### Task instructions:
Reproduce exactly, and only, the lines running from the start of the entries below to the line containing "Return the mask".

### Records provided:
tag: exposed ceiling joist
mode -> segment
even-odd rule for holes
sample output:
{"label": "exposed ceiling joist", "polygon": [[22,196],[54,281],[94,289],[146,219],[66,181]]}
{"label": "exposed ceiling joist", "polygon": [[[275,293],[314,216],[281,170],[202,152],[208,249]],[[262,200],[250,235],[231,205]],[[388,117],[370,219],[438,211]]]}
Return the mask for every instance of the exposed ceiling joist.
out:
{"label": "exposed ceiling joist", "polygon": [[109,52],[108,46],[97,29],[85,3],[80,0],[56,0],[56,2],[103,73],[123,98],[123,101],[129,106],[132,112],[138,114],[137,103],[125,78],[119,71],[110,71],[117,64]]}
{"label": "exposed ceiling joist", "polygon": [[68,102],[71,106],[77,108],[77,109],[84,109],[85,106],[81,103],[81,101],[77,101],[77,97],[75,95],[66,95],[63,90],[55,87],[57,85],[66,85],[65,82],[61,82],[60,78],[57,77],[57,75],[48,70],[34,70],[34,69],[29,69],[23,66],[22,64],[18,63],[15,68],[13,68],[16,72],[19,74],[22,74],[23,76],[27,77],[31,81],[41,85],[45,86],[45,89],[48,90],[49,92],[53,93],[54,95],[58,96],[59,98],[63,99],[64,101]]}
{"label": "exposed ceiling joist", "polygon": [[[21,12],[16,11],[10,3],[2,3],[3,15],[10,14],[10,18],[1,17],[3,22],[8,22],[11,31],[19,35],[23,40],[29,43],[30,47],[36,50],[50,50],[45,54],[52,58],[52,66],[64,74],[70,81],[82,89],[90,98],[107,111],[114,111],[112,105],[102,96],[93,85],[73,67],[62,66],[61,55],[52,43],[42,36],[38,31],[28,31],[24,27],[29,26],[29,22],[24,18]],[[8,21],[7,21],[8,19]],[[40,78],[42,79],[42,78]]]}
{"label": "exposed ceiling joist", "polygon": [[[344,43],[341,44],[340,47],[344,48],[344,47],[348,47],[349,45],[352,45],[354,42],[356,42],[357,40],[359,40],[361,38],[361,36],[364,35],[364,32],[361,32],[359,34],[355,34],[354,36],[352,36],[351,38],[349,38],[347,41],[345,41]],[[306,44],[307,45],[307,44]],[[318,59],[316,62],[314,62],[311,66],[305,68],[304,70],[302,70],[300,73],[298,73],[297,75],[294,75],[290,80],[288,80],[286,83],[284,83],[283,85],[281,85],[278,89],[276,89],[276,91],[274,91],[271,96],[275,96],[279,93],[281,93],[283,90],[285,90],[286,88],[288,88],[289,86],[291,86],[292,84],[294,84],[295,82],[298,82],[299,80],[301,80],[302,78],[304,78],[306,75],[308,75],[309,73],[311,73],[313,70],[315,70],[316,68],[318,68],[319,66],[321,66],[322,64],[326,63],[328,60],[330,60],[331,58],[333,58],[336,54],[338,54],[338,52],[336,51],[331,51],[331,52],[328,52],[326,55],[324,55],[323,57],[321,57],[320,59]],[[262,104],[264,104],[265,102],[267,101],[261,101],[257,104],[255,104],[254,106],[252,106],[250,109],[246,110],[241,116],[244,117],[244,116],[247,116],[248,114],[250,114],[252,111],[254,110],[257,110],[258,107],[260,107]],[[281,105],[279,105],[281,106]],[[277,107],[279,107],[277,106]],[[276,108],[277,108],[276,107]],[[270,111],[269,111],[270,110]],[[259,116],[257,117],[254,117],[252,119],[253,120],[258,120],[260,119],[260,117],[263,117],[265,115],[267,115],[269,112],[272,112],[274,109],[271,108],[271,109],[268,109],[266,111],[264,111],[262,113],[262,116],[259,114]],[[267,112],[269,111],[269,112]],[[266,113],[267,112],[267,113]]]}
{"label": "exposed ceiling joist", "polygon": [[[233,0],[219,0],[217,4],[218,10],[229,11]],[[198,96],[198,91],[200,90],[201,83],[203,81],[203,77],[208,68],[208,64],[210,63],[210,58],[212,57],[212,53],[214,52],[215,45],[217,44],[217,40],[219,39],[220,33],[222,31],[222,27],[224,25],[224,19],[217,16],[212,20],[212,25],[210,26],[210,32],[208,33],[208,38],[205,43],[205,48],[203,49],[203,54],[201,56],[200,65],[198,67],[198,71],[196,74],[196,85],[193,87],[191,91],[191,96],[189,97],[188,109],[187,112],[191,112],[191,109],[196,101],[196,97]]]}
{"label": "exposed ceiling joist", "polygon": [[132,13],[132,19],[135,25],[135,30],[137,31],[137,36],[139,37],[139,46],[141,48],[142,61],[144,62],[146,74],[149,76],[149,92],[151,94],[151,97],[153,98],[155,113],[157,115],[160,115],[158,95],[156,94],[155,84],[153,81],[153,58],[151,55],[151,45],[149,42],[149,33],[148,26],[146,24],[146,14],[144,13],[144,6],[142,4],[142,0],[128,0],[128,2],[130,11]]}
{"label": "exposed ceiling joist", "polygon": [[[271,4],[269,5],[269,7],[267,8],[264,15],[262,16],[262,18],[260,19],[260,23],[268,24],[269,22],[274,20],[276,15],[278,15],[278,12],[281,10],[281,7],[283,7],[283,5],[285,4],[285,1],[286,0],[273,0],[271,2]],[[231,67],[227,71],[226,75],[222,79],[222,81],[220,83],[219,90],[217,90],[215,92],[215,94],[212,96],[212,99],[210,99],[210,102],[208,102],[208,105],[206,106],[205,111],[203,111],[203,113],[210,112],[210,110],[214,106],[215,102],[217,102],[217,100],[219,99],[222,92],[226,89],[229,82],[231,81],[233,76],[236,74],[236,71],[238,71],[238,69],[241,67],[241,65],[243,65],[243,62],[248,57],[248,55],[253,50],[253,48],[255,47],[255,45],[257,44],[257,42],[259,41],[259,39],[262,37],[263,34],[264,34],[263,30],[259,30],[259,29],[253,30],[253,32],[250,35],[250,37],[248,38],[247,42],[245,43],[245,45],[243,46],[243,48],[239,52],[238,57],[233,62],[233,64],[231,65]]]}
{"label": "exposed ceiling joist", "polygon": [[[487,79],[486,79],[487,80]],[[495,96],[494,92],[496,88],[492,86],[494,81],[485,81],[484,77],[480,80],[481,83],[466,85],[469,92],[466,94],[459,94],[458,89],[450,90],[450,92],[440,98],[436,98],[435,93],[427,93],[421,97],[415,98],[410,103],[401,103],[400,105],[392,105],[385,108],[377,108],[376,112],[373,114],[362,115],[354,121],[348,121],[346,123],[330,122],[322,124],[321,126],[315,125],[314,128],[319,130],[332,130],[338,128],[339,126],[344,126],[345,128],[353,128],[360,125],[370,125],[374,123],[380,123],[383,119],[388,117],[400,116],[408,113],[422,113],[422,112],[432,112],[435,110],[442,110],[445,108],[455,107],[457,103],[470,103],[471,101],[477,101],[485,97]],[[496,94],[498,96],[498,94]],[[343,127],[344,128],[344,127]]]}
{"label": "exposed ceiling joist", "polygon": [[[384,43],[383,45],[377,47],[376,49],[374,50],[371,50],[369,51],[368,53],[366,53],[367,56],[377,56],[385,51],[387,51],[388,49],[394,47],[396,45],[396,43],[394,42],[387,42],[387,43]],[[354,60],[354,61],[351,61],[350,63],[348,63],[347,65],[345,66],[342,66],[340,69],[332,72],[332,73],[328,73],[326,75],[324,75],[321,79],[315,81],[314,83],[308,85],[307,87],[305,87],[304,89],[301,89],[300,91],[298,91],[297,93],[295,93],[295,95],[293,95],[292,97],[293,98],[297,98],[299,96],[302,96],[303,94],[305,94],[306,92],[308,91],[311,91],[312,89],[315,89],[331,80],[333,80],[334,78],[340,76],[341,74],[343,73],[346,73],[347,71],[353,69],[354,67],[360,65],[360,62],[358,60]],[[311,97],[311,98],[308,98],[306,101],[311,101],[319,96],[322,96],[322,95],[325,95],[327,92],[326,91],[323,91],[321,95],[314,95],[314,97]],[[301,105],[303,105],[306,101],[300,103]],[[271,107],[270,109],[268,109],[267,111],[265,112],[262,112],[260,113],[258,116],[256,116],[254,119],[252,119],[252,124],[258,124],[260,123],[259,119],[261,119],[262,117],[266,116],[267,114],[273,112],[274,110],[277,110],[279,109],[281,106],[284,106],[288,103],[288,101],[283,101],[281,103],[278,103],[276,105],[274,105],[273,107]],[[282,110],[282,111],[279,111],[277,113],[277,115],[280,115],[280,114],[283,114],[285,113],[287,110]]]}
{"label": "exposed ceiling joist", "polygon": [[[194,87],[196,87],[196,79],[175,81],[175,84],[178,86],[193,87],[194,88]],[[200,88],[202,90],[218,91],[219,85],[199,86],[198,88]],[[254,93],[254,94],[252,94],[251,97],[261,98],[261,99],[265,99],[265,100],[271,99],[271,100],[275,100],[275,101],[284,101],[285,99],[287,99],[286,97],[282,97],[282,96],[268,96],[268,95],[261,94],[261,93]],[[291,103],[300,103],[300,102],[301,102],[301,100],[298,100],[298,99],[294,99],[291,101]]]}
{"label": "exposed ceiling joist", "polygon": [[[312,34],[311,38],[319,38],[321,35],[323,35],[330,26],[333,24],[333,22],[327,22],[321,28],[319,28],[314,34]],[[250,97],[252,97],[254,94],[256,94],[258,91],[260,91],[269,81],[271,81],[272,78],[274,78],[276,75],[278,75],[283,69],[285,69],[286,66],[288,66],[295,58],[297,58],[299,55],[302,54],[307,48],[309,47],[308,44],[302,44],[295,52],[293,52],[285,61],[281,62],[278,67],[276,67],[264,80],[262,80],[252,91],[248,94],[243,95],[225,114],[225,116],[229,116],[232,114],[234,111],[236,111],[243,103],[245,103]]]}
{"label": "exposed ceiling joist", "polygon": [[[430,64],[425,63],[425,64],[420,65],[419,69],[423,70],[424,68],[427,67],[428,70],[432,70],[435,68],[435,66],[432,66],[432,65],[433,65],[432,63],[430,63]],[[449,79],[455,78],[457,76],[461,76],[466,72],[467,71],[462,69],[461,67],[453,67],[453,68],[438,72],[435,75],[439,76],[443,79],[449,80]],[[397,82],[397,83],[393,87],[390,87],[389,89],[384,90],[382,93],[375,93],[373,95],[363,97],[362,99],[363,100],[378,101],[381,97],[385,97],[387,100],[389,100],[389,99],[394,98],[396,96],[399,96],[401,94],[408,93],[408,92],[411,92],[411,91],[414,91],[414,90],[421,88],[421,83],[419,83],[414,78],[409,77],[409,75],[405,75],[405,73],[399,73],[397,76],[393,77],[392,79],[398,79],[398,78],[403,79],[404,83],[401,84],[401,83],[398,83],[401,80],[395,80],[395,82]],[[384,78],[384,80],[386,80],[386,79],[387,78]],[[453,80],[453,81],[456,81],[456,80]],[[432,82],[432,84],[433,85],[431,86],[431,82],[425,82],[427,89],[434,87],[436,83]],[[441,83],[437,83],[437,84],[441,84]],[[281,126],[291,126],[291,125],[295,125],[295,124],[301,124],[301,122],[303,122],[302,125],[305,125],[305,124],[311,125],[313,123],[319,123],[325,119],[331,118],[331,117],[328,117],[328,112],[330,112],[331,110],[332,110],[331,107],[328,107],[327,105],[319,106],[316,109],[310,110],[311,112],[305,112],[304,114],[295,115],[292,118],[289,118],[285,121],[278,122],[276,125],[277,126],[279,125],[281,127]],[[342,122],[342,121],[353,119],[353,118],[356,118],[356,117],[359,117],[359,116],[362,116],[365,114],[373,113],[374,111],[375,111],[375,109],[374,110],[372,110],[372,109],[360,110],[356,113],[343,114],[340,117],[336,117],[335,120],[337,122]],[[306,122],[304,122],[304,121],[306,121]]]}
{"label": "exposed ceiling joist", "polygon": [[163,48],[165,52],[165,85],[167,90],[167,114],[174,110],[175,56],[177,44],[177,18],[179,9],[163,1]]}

### Task answer:
tag: exposed ceiling joist
mode -> segment
even-odd rule for holes
sample output:
{"label": "exposed ceiling joist", "polygon": [[22,196],[54,281],[94,289],[146,219],[66,181]]}
{"label": "exposed ceiling joist", "polygon": [[[275,293],[314,216],[281,170],[202,152],[208,249]],[[262,200],[250,235],[231,205]],[[388,117],[370,219],[438,211]]]}
Return the mask for every instance of the exposed ceiling joist.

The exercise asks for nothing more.